## What to produce
Reproduce the entire listing word for word.

::: Excerpted records :::

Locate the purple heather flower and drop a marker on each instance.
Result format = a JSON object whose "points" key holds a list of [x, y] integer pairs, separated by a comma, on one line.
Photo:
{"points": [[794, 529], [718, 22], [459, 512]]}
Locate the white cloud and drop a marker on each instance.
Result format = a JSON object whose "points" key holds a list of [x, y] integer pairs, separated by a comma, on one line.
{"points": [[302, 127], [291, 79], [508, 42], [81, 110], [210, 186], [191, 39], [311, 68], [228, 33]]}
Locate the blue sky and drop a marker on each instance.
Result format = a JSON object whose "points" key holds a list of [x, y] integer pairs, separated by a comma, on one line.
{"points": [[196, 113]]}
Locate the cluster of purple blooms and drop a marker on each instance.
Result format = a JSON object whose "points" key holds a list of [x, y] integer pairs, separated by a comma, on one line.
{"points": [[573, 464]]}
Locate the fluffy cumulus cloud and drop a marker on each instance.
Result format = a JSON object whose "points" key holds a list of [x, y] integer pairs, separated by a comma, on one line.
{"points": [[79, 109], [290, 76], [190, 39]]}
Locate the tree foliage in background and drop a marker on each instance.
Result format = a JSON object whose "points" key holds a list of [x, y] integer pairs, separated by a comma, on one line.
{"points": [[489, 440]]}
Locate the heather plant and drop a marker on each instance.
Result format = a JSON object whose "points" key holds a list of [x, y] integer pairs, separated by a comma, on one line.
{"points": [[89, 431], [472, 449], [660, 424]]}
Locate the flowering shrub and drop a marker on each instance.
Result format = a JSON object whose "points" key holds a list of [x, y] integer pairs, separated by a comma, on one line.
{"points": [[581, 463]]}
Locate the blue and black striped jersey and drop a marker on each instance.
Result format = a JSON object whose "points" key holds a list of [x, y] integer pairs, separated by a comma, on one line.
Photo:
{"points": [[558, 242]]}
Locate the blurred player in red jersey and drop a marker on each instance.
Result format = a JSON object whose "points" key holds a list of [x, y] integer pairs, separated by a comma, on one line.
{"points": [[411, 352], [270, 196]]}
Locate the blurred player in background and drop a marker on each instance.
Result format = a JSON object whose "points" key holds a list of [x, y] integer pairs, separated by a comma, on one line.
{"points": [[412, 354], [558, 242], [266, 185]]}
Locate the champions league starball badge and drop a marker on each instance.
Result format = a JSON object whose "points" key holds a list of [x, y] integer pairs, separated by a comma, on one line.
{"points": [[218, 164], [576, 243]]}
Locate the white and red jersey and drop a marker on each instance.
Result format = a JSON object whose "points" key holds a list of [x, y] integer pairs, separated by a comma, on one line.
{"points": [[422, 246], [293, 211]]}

:::

## Solution to this problem
Locate the purple heather flower and drop a marker on each instance.
Result format = a JSON object whose "points" key holds a list of [x, y] integer pairs, separated by a comma, on one line.
Photo:
{"points": [[794, 529], [718, 22], [459, 512]]}
Locate the white cloud and drop a marker on each instance.
Result format = a JSON object whose "points" key holds a list of [x, y] integer pairs, separated by a comma, on one line.
{"points": [[302, 127], [291, 79], [508, 42], [81, 110], [210, 186], [191, 39], [311, 68], [228, 33]]}
Locate the blue sky and drop a marker on each instance.
Result format = a JSON object whose "points" key holds a list of [x, y] integer pairs, separated by a comma, on one line.
{"points": [[196, 113]]}
Locate the cluster of purple blooms and drop a marker on each instance.
Result format = a JSON object whose "points" key holds a list of [x, y] integer pairs, separated by a comma, on one line.
{"points": [[573, 464]]}
Locate the fluffy cumulus cloud and drop a marker on each instance.
Result format = a JSON object whose "points" key holds a list of [x, y] integer pairs, separated by a comma, on one line.
{"points": [[79, 109], [290, 76], [190, 39]]}
Locate the tree foliage in background and drop a marker on each instance.
Result format = a JSON object whose "points" key holds a list of [x, y] integer pairs, separated by a comma, on one line.
{"points": [[489, 440]]}
Locate the heather plant and drop a marker on each instance.
Result format = a JSON object whose "points" key holds a list of [x, y] integer pairs, separated by a comma, on one line.
{"points": [[89, 431], [472, 449], [660, 424]]}
Locate the flowering shrub and drop a marker on each instance.
Result format = a JSON object whose "points" key holds a list of [x, y] integer pairs, separated by a comma, on one line.
{"points": [[581, 463]]}
Locate the blue and black striped jersey and drop a marker on each instance.
Result format = a JSON object whose "points" key holds a list of [x, y] integer pairs, separated by a comma, on one line.
Photo:
{"points": [[558, 242]]}
Locate the blurred player in red jersey and drop a marker on each instance.
Result format = a JSON object whose "points" key holds a list of [x, y] integer pairs, separated by a comma, on one line.
{"points": [[411, 352], [270, 196]]}
Locate the blurred player in background and drop a marker on each instance.
Result format = a JSON object whose "points" key holds a list of [x, y] integer pairs, separated by a comma, on one line.
{"points": [[412, 354], [558, 242], [266, 185]]}
Locate the champions league starball badge and drop a marker on each instance.
Result format = a JSON object whose "points" key holds a list of [x, y] integer pairs, separated by a comma, on one line.
{"points": [[218, 164], [576, 243]]}
Locate the white and red jersey and drop a marker on each instance.
Result format = a JSON object whose "points" key holds a list of [x, y] integer pairs, separated by a comma, on one line.
{"points": [[422, 246], [293, 211]]}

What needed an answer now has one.